#### The problem
Can you pull every line out of the items below and reproduce each one unchanged, character for character?

[Collected data]

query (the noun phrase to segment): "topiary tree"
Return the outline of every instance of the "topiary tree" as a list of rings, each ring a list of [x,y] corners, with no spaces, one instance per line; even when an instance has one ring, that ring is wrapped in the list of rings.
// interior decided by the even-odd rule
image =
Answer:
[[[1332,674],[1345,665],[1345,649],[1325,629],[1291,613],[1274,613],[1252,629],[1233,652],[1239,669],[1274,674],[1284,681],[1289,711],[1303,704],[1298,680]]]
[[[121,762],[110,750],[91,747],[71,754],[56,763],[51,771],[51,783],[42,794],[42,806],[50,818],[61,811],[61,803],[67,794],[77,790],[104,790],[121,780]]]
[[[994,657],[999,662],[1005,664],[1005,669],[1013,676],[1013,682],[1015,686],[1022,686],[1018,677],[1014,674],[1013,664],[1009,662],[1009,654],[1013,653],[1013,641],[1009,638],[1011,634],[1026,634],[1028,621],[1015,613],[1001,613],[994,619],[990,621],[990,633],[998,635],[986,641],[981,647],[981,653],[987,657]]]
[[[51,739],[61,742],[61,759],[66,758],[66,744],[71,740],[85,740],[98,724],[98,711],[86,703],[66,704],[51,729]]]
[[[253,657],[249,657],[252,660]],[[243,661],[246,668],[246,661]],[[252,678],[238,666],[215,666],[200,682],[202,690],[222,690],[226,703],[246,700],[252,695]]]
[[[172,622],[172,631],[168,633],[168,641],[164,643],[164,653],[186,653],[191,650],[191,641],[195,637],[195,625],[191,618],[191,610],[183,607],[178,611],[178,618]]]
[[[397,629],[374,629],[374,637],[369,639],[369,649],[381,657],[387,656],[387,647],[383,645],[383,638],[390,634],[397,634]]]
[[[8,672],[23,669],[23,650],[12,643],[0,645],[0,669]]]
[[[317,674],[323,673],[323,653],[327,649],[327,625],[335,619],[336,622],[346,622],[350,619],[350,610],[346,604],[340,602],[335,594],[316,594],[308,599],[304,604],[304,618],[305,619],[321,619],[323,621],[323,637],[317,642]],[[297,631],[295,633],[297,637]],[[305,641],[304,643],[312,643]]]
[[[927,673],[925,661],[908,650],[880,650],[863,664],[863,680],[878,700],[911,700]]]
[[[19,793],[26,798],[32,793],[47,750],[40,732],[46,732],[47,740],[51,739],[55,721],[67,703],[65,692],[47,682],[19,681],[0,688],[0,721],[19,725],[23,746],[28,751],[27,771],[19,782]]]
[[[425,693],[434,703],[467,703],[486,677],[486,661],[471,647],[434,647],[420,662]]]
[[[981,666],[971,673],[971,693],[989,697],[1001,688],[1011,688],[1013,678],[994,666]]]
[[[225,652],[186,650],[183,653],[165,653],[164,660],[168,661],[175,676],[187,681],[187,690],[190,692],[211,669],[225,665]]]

#### Full solution
query (the noun phrase to segment): "topiary tree"
Return the outline of every instance of the "topiary tree" as a list of rings, each ring a list of [x,y] corners, with no spaces, one instance per line; even when an instance has one ring, that ring is wrapped in the list of rings.
// interior decided by the even-odd rule
image =
Answer:
[[[1332,674],[1345,665],[1345,649],[1325,629],[1291,613],[1274,613],[1252,629],[1233,652],[1239,669],[1274,674],[1284,681],[1289,711],[1303,704],[1298,680]]]
[[[121,762],[110,750],[91,747],[71,754],[56,763],[51,771],[51,783],[42,794],[42,806],[50,818],[61,811],[61,803],[67,794],[77,790],[104,790],[121,780]]]
[[[994,657],[999,662],[1005,664],[1005,669],[1013,676],[1013,682],[1015,686],[1022,686],[1018,677],[1014,674],[1013,664],[1009,662],[1009,654],[1013,653],[1013,641],[1009,638],[1011,634],[1026,634],[1028,621],[1015,613],[1001,613],[994,619],[990,621],[990,633],[998,635],[986,641],[981,647],[981,653],[987,657]]]
[[[51,739],[61,742],[61,759],[66,758],[66,744],[71,740],[85,740],[98,724],[98,711],[86,703],[66,704],[51,729]]]
[[[253,657],[249,657],[252,660]],[[243,661],[246,668],[246,661]],[[252,678],[238,666],[215,666],[200,682],[202,690],[222,690],[226,703],[246,700],[252,695]]]
[[[172,622],[172,631],[168,633],[168,641],[164,643],[164,653],[186,653],[191,650],[191,641],[195,637],[195,625],[191,618],[191,610],[183,607],[178,611],[178,618]]]
[[[397,629],[374,629],[374,637],[369,639],[369,649],[381,657],[387,656],[387,647],[383,645],[383,638],[390,634],[397,634]]]
[[[8,672],[23,669],[23,650],[12,643],[0,645],[0,669]]]
[[[317,674],[323,673],[323,653],[327,649],[327,625],[335,619],[336,622],[346,622],[350,619],[350,610],[346,604],[340,602],[335,594],[316,594],[308,599],[304,604],[304,618],[305,619],[321,619],[323,621],[323,637],[317,642]],[[297,631],[295,633],[297,637]],[[305,641],[304,643],[312,643]]]
[[[927,673],[925,661],[908,650],[880,650],[863,664],[863,680],[878,700],[911,700]]]
[[[19,793],[26,798],[32,793],[47,750],[40,732],[46,732],[47,740],[51,739],[55,721],[67,703],[65,692],[47,682],[19,681],[0,688],[0,721],[19,725],[23,746],[28,751],[27,771],[19,782]]]
[[[425,693],[434,703],[467,703],[486,677],[486,661],[471,647],[434,647],[420,662]]]
[[[981,666],[971,673],[971,693],[989,697],[1001,688],[1011,688],[1013,678],[994,666]]]
[[[225,652],[186,650],[183,653],[165,653],[164,660],[168,661],[175,676],[187,681],[187,690],[190,692],[211,669],[225,665]]]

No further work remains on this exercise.